- **Task prompt**: Reproduce all of the data below word for word, keeping every line unchanged.

- **Supplied information**:
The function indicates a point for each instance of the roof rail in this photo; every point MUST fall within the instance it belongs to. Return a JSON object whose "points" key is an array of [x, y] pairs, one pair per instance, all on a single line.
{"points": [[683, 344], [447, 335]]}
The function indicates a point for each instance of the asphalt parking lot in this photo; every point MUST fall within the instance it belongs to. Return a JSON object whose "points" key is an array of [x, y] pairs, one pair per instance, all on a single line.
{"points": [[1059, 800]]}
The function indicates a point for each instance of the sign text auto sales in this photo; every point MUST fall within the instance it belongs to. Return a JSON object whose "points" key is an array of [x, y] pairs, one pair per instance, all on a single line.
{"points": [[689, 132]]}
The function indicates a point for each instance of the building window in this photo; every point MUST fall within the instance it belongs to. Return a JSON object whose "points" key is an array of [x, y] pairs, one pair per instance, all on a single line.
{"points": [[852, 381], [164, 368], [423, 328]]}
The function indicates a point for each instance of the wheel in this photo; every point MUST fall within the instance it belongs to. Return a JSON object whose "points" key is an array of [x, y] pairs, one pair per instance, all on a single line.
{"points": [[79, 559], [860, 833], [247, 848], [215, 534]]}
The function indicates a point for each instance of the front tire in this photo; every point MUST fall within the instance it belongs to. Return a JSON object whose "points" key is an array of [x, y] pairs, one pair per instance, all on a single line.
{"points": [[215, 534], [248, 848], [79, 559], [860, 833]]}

- **Final answer**:
The function indicates a point for each instance of the roof rail in this photo; every point MUST fall within the instance it belongs to. Return a JSON object whose "points" key is an array of [x, y] pairs, one pair per instance, all on a single line.
{"points": [[683, 344], [447, 335]]}
The function indicates a point for each instance of the asphalt parking lot in this photo; every point MUST fall within the instance it belongs to. Return a JSON object whose "points" key is an array of [x, y] pairs, one pair per instance, all on a single line.
{"points": [[1059, 800]]}
The function indicates a point for each instance of the sign text auto sales in this photo; every point MUST fall within the instance it belongs to. Return a JSON object whose "points" key is an array of [x, y] pairs, one pair per instance, all on a single line.
{"points": [[689, 132]]}
The function indicates a point for each instance of the building window in this photo; every point MUST fall within the instance it belongs to. Return a JSON object whose "points" key is an array of [x, y] pairs, one pair per instance, all on a single line.
{"points": [[852, 381], [164, 368], [423, 328]]}
The function indicates a point for each instance of the wheel in this photo; every point MUST fall within the instance it belongs to. Return a JSON object whose "points" key is an array of [x, y] pairs, one pair per instance, all on a single line.
{"points": [[79, 559], [860, 833], [247, 848], [215, 534]]}
The function indicates a point for each instance of the front tire in this photo; every point MUST fall within the instance it belongs to. Return a JSON object whose "points" key is an array of [x, y] pairs, one pair per instance, all on a single line.
{"points": [[215, 534], [248, 848], [79, 559], [860, 833]]}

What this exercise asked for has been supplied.